━━━ SELECTED TEXT

On January 22, 2021, Henryk Jerzy Chmielewski passed away at the age of 97. Before the war, he was associated with the Polish Socialist Party, and as he mentioned, he was involved in drawing „political caricatures”. During World War II, he fought in General Kleeberg’s army until October 6, 1939. After escaping from a prisoner transport in 1941, he returned to Warsaw. From 1942, as a twenty-year-old, he published drawings in the underground press, sketched from radio broadcasts. Under the German occupation, listening to and possessing a radio was punishable by death. Chmielewski was a practical man, in 1980, he detailed how to pin a roll of drawings inside the trouser leg with a safety pin to avoid detection during street inspections when needing to cross the city to a contact point.
In May 1944, he was commissioned to create an album of drawings from life in occupied Warsaw. Well, the Uprising came, which even the direct courier from Washington, Jan Nowak Jeziorański, could not stop. The album’s theme became outdated, unreal within two months. Chmielewski fought in Mokotów until September 27, then through Pruszków he ended up in Stutthof. For an escape attempt, he was beaten so badly that, as he said: „I was all black, vomiting blood”.
Polish prisoners, doctors treating him provided him with some paper, and he began to draw camp scenes. After liberation he ended up in a British hospital, where nurses provided him paper, and he continued drawing.
Then, in the era of scheduled five-year plans of uninterrupted progress, it was all downhill.
From 1957 he drew in Świat Młodych (Youth’s World) the adventures of the chimpanzee Tytus de Zoo from Trapezfik (Central Africa). Tytus, found in a (Polish) space rocket, needed to be humanized (like the whole country after the war). This task was undertaken over many subsequent Books, comic booklets featuring the scouts Romek and A’Tomek.
If not for his age (and chronic lack of a social security number), A’Tomek would be a director of the still planned first Polish nuclear power plant today. And with the help of his comic guardian Professor T. Alent he would have fulfilled this task.
Tytus de Zoo is a monkey from the deep People’s Republic of Poland era, which has not lost its expressiveness in today’s whirlwind of images.
He’s a monkey extremely basic, just like us in the morning when we want to retreat anywhere, even to Trapezfik. A cheerful monkey, wanting to do something, wanting to humanize. Today, in the late post-post-postmodernism, this sounds like a paradox. But it doesn’t necessarily have to be (such are the laws of comics).
The Obelisk from Stanley Kubrick’s Space Odyssey 2001 (1968), which humanized (?) and changed everything around it, was incredibly lucky that Tytus’ rocket didn’t land near it. It’s hard to imagine (without the opinion of Prof. T. Alent) what Tytus would do with such a black box. Scouts don’t give up, the world can’t be a dark mystery. The world exists to help the weaker, always.

━━━━━━
━━━ DATASET EXCERPTS

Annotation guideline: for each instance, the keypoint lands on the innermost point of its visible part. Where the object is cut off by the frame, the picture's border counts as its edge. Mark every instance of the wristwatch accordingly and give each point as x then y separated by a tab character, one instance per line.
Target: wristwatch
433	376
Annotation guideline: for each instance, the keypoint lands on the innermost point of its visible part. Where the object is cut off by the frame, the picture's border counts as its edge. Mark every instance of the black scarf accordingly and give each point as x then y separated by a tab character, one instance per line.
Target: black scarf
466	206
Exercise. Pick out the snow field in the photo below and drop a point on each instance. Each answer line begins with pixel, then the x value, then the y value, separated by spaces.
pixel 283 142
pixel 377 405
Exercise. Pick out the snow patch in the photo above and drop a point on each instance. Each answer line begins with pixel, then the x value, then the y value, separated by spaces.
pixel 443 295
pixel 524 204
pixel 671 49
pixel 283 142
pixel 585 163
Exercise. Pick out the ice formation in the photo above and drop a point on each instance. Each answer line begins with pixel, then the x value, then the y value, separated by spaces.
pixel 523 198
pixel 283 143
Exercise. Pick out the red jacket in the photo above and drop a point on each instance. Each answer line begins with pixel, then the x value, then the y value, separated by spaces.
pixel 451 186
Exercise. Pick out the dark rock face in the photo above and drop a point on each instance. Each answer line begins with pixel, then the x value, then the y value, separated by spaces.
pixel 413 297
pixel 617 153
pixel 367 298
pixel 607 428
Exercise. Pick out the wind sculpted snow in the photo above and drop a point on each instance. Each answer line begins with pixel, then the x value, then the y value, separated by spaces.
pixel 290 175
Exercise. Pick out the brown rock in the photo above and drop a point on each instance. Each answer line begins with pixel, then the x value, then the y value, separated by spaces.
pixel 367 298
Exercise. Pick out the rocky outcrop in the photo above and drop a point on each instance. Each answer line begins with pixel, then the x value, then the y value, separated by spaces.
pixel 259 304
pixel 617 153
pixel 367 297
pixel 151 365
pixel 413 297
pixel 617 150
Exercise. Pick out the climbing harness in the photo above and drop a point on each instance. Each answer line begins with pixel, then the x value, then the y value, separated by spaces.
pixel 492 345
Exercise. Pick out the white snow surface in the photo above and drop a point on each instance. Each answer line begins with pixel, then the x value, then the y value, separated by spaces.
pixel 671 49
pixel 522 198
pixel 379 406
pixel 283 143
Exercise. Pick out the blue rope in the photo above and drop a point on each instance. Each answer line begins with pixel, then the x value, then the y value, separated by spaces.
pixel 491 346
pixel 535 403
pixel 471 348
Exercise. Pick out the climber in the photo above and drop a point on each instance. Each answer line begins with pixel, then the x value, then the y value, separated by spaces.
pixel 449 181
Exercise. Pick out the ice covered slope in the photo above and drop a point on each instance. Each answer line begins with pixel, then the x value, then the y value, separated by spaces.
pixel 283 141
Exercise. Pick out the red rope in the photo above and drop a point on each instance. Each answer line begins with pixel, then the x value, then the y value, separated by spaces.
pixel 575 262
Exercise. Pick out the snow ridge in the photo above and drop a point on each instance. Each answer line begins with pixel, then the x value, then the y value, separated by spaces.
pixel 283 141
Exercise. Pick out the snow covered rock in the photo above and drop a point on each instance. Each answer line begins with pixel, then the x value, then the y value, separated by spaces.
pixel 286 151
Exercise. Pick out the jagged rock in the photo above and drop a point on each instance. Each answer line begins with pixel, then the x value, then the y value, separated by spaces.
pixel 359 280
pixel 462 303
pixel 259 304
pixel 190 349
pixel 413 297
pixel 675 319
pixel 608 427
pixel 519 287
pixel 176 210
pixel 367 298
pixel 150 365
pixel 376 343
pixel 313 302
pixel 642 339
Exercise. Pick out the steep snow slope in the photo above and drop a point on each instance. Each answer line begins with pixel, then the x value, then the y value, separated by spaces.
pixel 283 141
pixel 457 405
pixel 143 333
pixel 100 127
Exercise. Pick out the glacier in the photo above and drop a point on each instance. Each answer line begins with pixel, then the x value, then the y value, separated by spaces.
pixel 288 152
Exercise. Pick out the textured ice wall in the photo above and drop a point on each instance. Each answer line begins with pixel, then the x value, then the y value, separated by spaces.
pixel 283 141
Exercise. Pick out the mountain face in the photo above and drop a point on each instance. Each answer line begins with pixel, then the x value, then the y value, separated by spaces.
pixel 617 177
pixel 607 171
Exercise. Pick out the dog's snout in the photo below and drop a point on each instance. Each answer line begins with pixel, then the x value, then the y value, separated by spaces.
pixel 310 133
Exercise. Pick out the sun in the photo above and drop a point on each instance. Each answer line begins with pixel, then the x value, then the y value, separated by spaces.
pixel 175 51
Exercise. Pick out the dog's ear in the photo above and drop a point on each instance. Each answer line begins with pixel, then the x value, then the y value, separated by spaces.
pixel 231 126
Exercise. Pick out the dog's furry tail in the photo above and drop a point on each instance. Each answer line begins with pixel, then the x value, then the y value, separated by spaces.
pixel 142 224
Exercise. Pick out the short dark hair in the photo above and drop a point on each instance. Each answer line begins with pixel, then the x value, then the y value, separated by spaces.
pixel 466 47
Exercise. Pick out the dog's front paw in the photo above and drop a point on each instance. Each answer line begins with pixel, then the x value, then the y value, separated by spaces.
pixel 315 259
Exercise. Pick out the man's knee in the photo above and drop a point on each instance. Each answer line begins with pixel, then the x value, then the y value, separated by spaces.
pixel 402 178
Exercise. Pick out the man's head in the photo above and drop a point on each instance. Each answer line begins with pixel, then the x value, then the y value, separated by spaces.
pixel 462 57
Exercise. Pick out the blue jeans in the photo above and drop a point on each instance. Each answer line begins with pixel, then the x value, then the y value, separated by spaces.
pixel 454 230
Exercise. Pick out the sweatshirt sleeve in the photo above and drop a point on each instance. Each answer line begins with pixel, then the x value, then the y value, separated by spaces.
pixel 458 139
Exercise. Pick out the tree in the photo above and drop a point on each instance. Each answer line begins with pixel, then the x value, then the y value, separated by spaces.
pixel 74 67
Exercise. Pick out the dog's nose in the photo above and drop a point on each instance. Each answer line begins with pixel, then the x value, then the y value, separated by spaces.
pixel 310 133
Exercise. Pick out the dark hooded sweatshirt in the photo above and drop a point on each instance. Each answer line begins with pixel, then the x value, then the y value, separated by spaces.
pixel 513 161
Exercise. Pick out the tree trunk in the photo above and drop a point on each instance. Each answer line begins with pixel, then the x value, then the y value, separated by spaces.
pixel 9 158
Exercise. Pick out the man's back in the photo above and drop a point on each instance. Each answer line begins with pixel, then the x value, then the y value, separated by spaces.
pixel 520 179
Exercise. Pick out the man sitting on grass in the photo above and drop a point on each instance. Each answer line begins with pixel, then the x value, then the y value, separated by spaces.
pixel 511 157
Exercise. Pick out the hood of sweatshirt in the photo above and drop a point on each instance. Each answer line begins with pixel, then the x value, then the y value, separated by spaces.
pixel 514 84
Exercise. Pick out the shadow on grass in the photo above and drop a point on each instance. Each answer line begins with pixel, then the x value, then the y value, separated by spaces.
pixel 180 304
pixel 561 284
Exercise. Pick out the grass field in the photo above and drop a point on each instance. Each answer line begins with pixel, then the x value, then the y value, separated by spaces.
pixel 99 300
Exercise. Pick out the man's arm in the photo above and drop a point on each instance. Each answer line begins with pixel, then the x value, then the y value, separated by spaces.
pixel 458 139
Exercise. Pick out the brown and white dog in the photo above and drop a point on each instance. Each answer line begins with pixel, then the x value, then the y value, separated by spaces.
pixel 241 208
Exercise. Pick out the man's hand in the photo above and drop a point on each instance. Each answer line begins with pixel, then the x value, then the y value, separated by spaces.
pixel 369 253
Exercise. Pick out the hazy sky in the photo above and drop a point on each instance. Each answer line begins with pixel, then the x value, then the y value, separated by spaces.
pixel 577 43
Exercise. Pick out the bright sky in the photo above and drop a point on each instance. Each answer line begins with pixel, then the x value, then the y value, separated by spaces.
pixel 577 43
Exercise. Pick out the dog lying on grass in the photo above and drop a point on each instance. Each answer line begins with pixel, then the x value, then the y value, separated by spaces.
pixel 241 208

━━━━━━

TASKS TO PERFORM ::
**A)** Rewrite everything in the Chmielewski piece from "On January 22, 2021, Henryk" down to "a contact point.", replacing "safety pin" with "paper clip".
**B)** Name every character from Chmielewski's comics that the piece on Chmielewski mentions by name.
**C)** Based on the piece on Chmielewski, answer yes or no to each statement and quote the words that decide it: (i) Chmielewski fought in Mokotów until September 27. (ii) Chmielewski began publishing drawings in the underground press in 1944. (iii) Tytus was found in a space rocket.
You can answer everything here from the piece on Chmielewski alone; the items aren't needed.

SOLUTIONS BELOW ::
**A)**
On January 22, 2021, Henryk Jerzy Chmielewski passed away at the age of 97. Before the war, he was associated with the Polish Socialist Party, and as he mentioned, he was involved in drawing „political caricatures”. During World War II, he fought in General Kleeberg’s army until October 6, 1939. After escaping from a prisoner transport in 1941, he returned to Warsaw. From 1942, as a twenty-year-old, he published drawings in the underground press, sketched from radio broadcasts. Under the German occupation, listening to and possessing a radio was punishable by death. Chmielewski was a practical man, in 1980, he detailed how to pin a roll of drawings inside the trouser leg with a paper clip to avoid detection during street inspections when needing to cross the city to a contact point.

**B)** Tytus de Zoo, Romek, A'Tomek, Professor T. Alent

**C)**
(i) Yes: "Chmielewski fought in Mokotów until September 27"
(ii) No: "From 1942, as a twenty-year-old, he published drawings in the underground press"
(iii) Yes: "Tytus, found in a (Polish) space rocket"